• **练习题目**
#1 把下面这篇关于 HDU6201 transaction 题目的文字完整地照抄一遍。
#2 从下面的记录里，把含有“dark”这个词的每一行都挑出来照抄。

ICPC2017网络赛（沈阳）1008&HDU6201transaction（spfa 费用流）

transaction transaction transaction

Time Limit: 4000/2000 MS (Java/Others)    Memory Limit: 132768/132768 K (Java/Others)
Total Submission(s): 31    Accepted Submission(s): 15

Problem Description

Kelukin is a businessman. Every day, he travels around cities to do some business. On August 17th, in memory of a great man, citizens will read a book named "the Man Who Changed China". Of course, Kelukin wouldn't miss this chance to make money, but he doesn't have this book. So he has to choose two city to buy and sell.
As we know, the price of this book was different in each city. It is ai yuan in i t city. Kelukin will take taxi, whose price is 1 yuan per km and this fare cannot be ignored.
There are n−1 roads connecting n cities. Kelukin can choose any city to start his travel. He want to know the maximum money he can get.

Input

T ( 1≤T≤10) , the number of test cases.
For each test case:
first line contains an integer n ( 2≤n≤100000) means the number of cities;
second line contains n numbers, the i th number means the prices in i th city; (1≤Price≤10000)

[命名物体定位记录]
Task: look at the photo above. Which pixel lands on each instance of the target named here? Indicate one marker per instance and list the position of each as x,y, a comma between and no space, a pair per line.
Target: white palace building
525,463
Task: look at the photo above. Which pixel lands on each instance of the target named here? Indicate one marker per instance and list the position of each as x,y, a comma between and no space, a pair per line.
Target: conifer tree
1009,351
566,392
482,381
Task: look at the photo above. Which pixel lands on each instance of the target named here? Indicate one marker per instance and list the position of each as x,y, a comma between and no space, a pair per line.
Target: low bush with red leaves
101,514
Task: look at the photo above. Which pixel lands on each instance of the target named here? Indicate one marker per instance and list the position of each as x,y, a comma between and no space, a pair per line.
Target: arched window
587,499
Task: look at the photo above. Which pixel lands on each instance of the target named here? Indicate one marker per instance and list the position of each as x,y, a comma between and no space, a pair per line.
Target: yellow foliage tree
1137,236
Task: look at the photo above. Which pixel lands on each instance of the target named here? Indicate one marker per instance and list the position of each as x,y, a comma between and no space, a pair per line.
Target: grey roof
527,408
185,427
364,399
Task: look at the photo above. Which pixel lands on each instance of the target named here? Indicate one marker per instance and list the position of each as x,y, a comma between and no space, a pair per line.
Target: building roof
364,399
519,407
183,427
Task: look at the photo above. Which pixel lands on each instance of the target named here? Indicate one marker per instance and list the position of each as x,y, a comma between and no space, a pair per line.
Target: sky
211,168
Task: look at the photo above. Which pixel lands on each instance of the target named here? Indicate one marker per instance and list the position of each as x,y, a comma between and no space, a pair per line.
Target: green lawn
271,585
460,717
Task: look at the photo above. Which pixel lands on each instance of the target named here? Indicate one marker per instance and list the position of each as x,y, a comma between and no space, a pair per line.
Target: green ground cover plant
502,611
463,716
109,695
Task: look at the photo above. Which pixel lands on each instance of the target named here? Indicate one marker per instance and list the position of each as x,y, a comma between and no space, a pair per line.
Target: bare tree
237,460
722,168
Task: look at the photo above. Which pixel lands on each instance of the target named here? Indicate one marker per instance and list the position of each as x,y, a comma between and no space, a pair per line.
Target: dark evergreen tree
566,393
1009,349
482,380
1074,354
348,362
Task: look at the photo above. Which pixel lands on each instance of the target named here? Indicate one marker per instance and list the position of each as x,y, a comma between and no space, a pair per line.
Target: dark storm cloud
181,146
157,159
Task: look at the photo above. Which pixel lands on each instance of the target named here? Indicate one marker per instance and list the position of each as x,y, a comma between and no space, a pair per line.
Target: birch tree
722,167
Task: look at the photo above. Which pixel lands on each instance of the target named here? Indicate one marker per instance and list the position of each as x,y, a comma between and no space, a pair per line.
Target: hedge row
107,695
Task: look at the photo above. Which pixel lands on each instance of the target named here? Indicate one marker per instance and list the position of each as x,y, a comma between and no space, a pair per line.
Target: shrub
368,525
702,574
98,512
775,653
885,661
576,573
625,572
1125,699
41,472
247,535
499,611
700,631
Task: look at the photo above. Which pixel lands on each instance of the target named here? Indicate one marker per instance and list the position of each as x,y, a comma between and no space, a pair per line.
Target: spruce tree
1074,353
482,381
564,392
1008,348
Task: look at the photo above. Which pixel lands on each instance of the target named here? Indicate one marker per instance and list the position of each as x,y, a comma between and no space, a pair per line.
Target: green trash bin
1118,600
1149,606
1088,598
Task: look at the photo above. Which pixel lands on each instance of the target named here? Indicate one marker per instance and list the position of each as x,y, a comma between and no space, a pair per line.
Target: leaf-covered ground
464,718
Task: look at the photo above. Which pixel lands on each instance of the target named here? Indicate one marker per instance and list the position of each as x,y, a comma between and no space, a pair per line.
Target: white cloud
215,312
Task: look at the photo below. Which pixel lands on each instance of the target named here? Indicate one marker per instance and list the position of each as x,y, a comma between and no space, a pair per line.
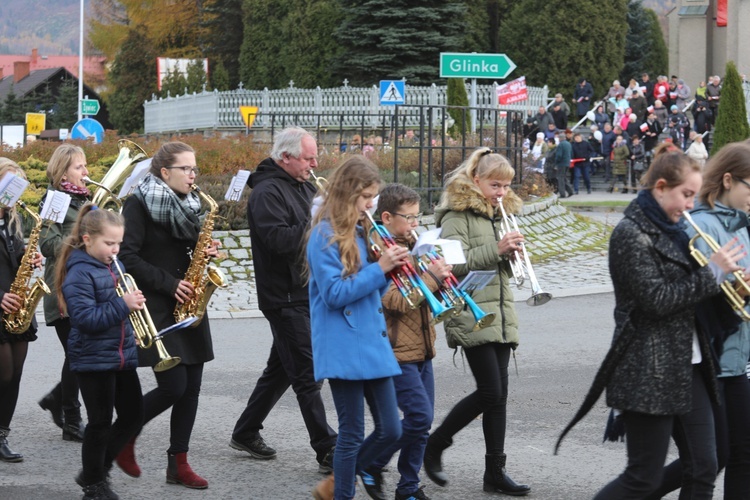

• **最终结果**
#1
ICPC2017网络赛（沈阳）1008&HDU6201transaction（spfa 费用流）

transaction transaction transaction

Time Limit: 4000/2000 MS (Java/Others)    Memory Limit: 132768/132768 K (Java/Others)
Total Submission(s): 31    Accepted Submission(s): 15

Problem Description

Kelukin is a businessman. Every day, he travels around cities to do some business. On August 17th, in memory of a great man, citizens will read a book named "the Man Who Changed China". Of course, Kelukin wouldn't miss this chance to make money, but he doesn't have this book. So he has to choose two city to buy and sell.
As we know, the price of this book was different in each city. It is ai yuan in i t city. Kelukin will take taxi, whose price is 1 yuan per km and this fare cannot be ignored.
There are n−1 roads connecting n cities. Kelukin can choose any city to start his travel. He want to know the maximum money he can get.

Input

T ( 1≤T≤10) , the number of test cases.
For each test case:
first line contains an integer n ( 2≤n≤100000) means the number of cities;
second line contains n numbers, the i th number means the prices in i th city; (1≤Price≤10000)

#2
Target: dark evergreen tree
Target: dark storm cloud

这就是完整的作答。